Task to complete: Retype the following data exactly, but leave its pictures out.

-- Opening Marker --

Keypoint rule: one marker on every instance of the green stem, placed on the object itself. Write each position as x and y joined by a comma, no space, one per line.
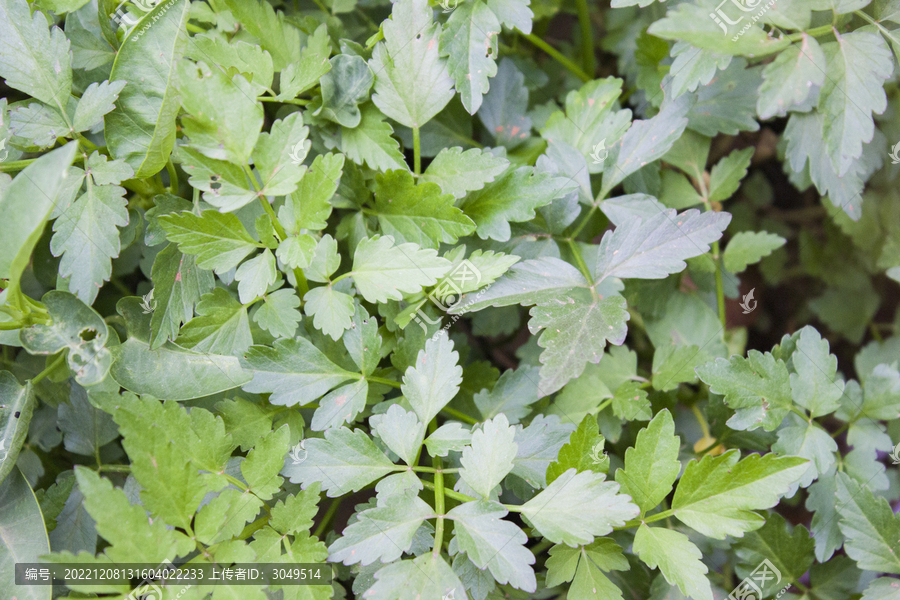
556,55
459,415
50,368
327,518
417,152
587,37
173,177
297,101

-- Closing Marker --

Finished exercise:
Keypoint rule: one marker on every instance of the green stem, placed on the object itself. Write each position as x and y joined by a comma, no space, one per line.
556,55
459,415
50,368
327,518
417,152
587,37
173,177
297,101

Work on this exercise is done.